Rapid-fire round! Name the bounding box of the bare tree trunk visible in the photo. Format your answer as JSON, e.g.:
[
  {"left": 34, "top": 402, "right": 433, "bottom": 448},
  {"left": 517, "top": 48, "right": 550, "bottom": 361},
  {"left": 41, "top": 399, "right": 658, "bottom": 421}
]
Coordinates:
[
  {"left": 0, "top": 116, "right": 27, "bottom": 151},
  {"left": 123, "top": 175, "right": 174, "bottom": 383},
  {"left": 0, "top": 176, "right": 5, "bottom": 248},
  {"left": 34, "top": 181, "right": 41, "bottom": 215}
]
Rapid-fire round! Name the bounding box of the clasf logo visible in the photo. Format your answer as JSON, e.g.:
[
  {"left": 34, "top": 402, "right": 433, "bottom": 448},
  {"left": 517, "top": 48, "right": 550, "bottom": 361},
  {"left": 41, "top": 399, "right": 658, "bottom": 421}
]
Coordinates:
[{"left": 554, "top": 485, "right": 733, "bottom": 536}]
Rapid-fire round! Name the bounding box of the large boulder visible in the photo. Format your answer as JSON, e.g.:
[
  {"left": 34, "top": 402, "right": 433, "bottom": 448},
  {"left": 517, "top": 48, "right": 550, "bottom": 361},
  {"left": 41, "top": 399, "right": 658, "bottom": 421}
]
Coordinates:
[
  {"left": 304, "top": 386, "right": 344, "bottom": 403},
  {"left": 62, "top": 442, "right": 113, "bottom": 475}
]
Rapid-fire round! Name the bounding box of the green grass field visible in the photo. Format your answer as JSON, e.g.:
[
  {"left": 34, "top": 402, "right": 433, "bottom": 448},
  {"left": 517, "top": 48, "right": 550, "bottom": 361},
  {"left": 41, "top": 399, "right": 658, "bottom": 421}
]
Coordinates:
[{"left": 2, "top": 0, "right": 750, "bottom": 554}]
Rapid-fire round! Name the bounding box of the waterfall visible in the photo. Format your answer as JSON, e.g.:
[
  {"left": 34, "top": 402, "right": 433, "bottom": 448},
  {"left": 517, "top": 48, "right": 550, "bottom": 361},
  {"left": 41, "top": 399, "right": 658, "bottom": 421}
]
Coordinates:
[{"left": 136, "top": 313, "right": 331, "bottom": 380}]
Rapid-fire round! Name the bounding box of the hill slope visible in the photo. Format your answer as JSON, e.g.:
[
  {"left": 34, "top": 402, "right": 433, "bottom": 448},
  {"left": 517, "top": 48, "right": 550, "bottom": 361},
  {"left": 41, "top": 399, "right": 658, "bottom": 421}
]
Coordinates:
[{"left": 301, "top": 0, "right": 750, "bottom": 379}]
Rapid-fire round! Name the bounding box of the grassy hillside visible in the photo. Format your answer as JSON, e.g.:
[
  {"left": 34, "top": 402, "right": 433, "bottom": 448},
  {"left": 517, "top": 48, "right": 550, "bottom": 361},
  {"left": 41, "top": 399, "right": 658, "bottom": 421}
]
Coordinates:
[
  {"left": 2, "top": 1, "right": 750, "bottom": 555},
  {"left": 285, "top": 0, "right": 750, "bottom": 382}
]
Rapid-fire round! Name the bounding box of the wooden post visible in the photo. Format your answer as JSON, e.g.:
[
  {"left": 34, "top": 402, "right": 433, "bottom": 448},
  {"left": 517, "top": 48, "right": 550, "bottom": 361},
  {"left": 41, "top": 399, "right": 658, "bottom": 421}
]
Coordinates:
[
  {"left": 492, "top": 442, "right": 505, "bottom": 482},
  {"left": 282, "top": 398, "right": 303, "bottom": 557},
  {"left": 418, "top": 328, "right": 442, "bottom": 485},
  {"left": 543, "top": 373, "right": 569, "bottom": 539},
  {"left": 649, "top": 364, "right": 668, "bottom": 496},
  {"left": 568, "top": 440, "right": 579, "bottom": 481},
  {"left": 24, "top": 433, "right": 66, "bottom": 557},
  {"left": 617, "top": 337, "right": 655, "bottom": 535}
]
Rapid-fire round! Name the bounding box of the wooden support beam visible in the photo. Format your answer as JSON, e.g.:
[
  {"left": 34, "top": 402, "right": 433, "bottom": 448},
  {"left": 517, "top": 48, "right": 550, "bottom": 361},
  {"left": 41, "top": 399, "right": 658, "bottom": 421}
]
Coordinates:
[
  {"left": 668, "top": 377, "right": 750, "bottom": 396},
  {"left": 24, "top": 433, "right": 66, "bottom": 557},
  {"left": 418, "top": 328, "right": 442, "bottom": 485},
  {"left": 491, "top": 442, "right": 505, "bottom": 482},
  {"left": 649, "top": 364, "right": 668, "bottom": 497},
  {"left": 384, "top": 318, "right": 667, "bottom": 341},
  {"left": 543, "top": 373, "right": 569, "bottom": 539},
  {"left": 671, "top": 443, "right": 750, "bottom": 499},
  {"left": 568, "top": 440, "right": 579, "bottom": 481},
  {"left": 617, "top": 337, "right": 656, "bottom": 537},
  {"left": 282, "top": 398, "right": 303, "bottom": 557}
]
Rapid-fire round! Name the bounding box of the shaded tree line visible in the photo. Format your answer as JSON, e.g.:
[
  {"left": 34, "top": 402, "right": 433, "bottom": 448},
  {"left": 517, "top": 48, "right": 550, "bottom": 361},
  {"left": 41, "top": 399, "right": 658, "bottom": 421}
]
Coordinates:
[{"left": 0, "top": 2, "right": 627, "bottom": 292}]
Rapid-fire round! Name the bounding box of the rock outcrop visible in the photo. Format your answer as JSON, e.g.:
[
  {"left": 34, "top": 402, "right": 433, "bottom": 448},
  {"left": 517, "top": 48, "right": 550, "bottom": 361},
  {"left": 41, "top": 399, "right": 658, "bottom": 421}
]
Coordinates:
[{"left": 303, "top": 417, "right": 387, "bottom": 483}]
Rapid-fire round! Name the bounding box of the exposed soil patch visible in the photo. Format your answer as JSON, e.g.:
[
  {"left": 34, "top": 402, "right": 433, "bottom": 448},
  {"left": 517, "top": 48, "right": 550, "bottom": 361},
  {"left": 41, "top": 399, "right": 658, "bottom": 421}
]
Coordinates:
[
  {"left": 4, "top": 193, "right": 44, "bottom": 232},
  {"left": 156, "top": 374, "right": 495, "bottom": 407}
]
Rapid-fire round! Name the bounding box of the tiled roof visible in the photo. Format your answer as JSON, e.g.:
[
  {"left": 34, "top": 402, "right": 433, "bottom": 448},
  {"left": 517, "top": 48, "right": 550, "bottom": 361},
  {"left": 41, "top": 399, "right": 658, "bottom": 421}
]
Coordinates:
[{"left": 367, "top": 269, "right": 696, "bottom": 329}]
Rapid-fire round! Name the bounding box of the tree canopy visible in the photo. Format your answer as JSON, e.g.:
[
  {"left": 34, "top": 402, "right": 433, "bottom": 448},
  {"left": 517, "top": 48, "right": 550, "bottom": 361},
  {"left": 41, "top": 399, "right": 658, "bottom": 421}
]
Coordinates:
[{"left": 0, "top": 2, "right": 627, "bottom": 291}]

+---+

DIRECTIONS >> From the first line to the last, retype the records exactly.

REPLY >>
Rapid-fire round! Name the bounding box of the bare tree trunk visible in the photo. Format your answer as JSON, e.g.:
[
  {"left": 34, "top": 402, "right": 433, "bottom": 448},
  {"left": 517, "top": 48, "right": 550, "bottom": 361},
  {"left": 41, "top": 399, "right": 658, "bottom": 421}
]
Coordinates:
[
  {"left": 0, "top": 116, "right": 27, "bottom": 151},
  {"left": 123, "top": 175, "right": 174, "bottom": 383},
  {"left": 0, "top": 176, "right": 5, "bottom": 248},
  {"left": 34, "top": 181, "right": 41, "bottom": 215}
]
Rapid-fire round! Name the bounding box of the clasf logo visible in the photo. Format your answer as JSON, e.g.:
[
  {"left": 34, "top": 402, "right": 433, "bottom": 448},
  {"left": 517, "top": 48, "right": 550, "bottom": 361},
  {"left": 41, "top": 399, "right": 658, "bottom": 421}
]
Coordinates:
[{"left": 554, "top": 485, "right": 733, "bottom": 536}]
Rapid-fire round! Name the bounding box of the large boulder visible in the photo. Format your answer as JSON, e.g.:
[
  {"left": 34, "top": 402, "right": 433, "bottom": 448},
  {"left": 517, "top": 48, "right": 550, "bottom": 361},
  {"left": 41, "top": 399, "right": 658, "bottom": 421}
]
Coordinates:
[
  {"left": 304, "top": 386, "right": 344, "bottom": 403},
  {"left": 62, "top": 442, "right": 113, "bottom": 475}
]
Rapid-fire round! Name the bounding box of the green grass field visible in the photo. Format your answer as JSON, e.g.:
[
  {"left": 34, "top": 402, "right": 433, "bottom": 448},
  {"left": 517, "top": 48, "right": 550, "bottom": 361},
  {"left": 41, "top": 399, "right": 658, "bottom": 421}
]
Coordinates:
[{"left": 2, "top": 0, "right": 750, "bottom": 554}]
Rapid-fire round! Name the bounding box of the waterfall visible in the photo. Format your answer as JSON, e.g.:
[
  {"left": 34, "top": 402, "right": 433, "bottom": 448},
  {"left": 517, "top": 48, "right": 550, "bottom": 361},
  {"left": 41, "top": 399, "right": 658, "bottom": 421}
]
Coordinates:
[{"left": 136, "top": 313, "right": 331, "bottom": 380}]
Rapid-fire round! Name the bounding box of the hill slope visible in the photo. Format your answer as JSON, e.g.:
[
  {"left": 34, "top": 402, "right": 433, "bottom": 448},
  {"left": 517, "top": 48, "right": 550, "bottom": 361},
  {"left": 41, "top": 399, "right": 658, "bottom": 421}
]
Coordinates:
[{"left": 301, "top": 0, "right": 750, "bottom": 379}]
Rapid-fire round! Name the bounding box of the grassy hillside visible in the photo. Format your answer as JSON, e.g.:
[
  {"left": 34, "top": 402, "right": 433, "bottom": 448},
  {"left": 517, "top": 48, "right": 550, "bottom": 361},
  {"left": 41, "top": 399, "right": 658, "bottom": 421}
]
Coordinates:
[
  {"left": 2, "top": 1, "right": 750, "bottom": 555},
  {"left": 285, "top": 0, "right": 750, "bottom": 382}
]
Rapid-fire round! Name the bounding box of the wooden post visible in the photo. Format your answer as JSON, e.g.:
[
  {"left": 34, "top": 402, "right": 433, "bottom": 448},
  {"left": 517, "top": 48, "right": 550, "bottom": 361},
  {"left": 41, "top": 399, "right": 658, "bottom": 421}
]
Coordinates:
[
  {"left": 492, "top": 442, "right": 505, "bottom": 482},
  {"left": 282, "top": 398, "right": 303, "bottom": 557},
  {"left": 418, "top": 328, "right": 442, "bottom": 485},
  {"left": 543, "top": 373, "right": 569, "bottom": 539},
  {"left": 649, "top": 364, "right": 668, "bottom": 496},
  {"left": 568, "top": 440, "right": 579, "bottom": 481},
  {"left": 24, "top": 433, "right": 66, "bottom": 557},
  {"left": 617, "top": 337, "right": 655, "bottom": 535}
]
Rapid-fire round! Name the bounding box of the wooden support beam visible in the photo. Format your answer as JSON, e.g.:
[
  {"left": 34, "top": 402, "right": 433, "bottom": 448},
  {"left": 517, "top": 48, "right": 550, "bottom": 361},
  {"left": 41, "top": 399, "right": 658, "bottom": 421}
]
Coordinates:
[
  {"left": 668, "top": 377, "right": 750, "bottom": 396},
  {"left": 24, "top": 433, "right": 66, "bottom": 557},
  {"left": 418, "top": 328, "right": 442, "bottom": 485},
  {"left": 491, "top": 442, "right": 505, "bottom": 482},
  {"left": 649, "top": 364, "right": 668, "bottom": 497},
  {"left": 384, "top": 318, "right": 667, "bottom": 341},
  {"left": 543, "top": 373, "right": 569, "bottom": 539},
  {"left": 671, "top": 443, "right": 750, "bottom": 499},
  {"left": 568, "top": 440, "right": 579, "bottom": 481},
  {"left": 617, "top": 337, "right": 656, "bottom": 537},
  {"left": 282, "top": 398, "right": 303, "bottom": 557}
]
Rapid-fire round! Name the bounding box of the shaded tree line visible in the photo. Format your answer as JSON, e.g.:
[
  {"left": 34, "top": 402, "right": 433, "bottom": 448},
  {"left": 517, "top": 48, "right": 550, "bottom": 361},
  {"left": 41, "top": 399, "right": 658, "bottom": 421}
]
Coordinates:
[{"left": 0, "top": 2, "right": 627, "bottom": 292}]
Rapid-fire round! Name the bounding box of the rock outcrop visible in the photo. Format your answer as JSON, e.g.:
[
  {"left": 34, "top": 402, "right": 433, "bottom": 448},
  {"left": 517, "top": 48, "right": 550, "bottom": 361},
  {"left": 41, "top": 399, "right": 658, "bottom": 421}
]
Coordinates:
[{"left": 303, "top": 417, "right": 387, "bottom": 483}]
Rapid-fire round! Name the bounding box of the exposed soil patch visible in the photo. Format your answer as JSON, e.g.:
[
  {"left": 34, "top": 402, "right": 433, "bottom": 448},
  {"left": 517, "top": 48, "right": 550, "bottom": 361},
  {"left": 41, "top": 399, "right": 658, "bottom": 421}
]
Coordinates:
[
  {"left": 4, "top": 193, "right": 44, "bottom": 232},
  {"left": 156, "top": 374, "right": 495, "bottom": 407}
]
Rapid-fire round! Name the bounding box of the tiled roof visible in the photo. Format your answer as JSON, e.g.:
[
  {"left": 34, "top": 402, "right": 433, "bottom": 448},
  {"left": 517, "top": 48, "right": 550, "bottom": 361},
  {"left": 41, "top": 399, "right": 658, "bottom": 421}
]
Coordinates:
[{"left": 367, "top": 269, "right": 696, "bottom": 329}]
Rapid-fire round! Name the bounding box of the tree canopy visible in the photo. Format your answer as JSON, e.g.:
[
  {"left": 34, "top": 402, "right": 433, "bottom": 448},
  {"left": 517, "top": 48, "right": 550, "bottom": 361},
  {"left": 41, "top": 399, "right": 658, "bottom": 421}
]
Coordinates:
[{"left": 0, "top": 2, "right": 627, "bottom": 291}]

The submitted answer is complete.